The Present is a Foreign Land sees Deaf Havana elevate their unique sound to a whole new, comforting level.
Last month, brothers James and Matty Veck-Gilodi released their 12-track record The Present is a Foreign Land, and if you find the album title so relatable, you should wait until you hear the entire thing!
About the record itself, the band have said “We’re just incredibly excited to be releasing The Present is a Foreign Land today. It’s a record that means a huge amount to us, and I can’t really believe that it’s finally going to be out in the world! We put a lot of ourselves into making it and as a result we’ve never been prouder of our music. I hope people connect with it and love it because we really do.”
Across the twelve songs, the duo explore well-known themes like imposter syndrome, conquering arduous life obstacles and self-discovery. The album opens with the line “I was on a bridge in Singapore, thinking of jumping. Then I looked up at the skyline and it made me think of London. It used to be my home, now it’s a place I can’t afford. It’s all my fault.” James sings on Pocari Sweat and whilst it is the familiar brilliance in song writing that hooks you right in, the crisp moody pop-infused sound give the lyrics more room to breathe than they may have had on previous Deaf Havana records.
Thinking that the band were nearly ready to call it quits after a whole decade and this record would have never happened seems like we almost need to thank the pandemic for giving Matty space and time to continue writing songs and getting back into the studio with his brother to produce and record this gem.

:::::

Your instructions: Carry on the article above about Deaf Havana's album The Present is a Foreign Land, picking up right after its final sentence.

Supplied information:
:::::

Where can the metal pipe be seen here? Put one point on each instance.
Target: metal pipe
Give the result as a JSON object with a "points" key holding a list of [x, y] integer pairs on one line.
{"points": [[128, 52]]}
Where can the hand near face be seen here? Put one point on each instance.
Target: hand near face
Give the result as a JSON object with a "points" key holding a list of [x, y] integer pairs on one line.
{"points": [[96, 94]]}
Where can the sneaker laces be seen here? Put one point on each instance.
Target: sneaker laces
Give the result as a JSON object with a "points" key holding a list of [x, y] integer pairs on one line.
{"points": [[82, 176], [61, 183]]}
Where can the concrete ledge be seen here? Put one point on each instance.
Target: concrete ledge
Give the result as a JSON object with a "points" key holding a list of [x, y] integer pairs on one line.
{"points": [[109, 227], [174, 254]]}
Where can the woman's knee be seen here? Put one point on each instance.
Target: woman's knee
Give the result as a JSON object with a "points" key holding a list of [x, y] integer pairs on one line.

:::::

Written answer:
Throughout The Present Is A Foreign Land, it is obvious the two have done some serious growing up, both musically and lyrically. Yet on tracks like On The Wire, the band haven’t lost their grandeur and arena rock spirit a bit. The gospel aspects of the track take the listener right into a spiritual experience, and now imagine this surrounded by thousands of people… sign me up!
And whilst adding a great dash of indie pop into the mix, Deaf Havana never completely let go of their alt-rock roots. Some songs like 19dreams reminisce of All These Countless Nights but yet seamlessly flow within The Present Is A Foreign Land, and yet it’s effortlessly fresh and exciting.
Closing track Remember Me showcases the band’s new direction and poppier side with a gospel choir seeing you out at the end and cementing the spiritual experience that The Present Is A Foreign Land is.
Deaf Havana have not lost themselves throughout the toughest two years any musician has had to endure, they have in fact very much found themselves without losing sight of where they’ve come from. The Present Is A Foreign Land fundamentally shows the duo as comfortable as they’ve ever been writing songs that are relatable and repeatable.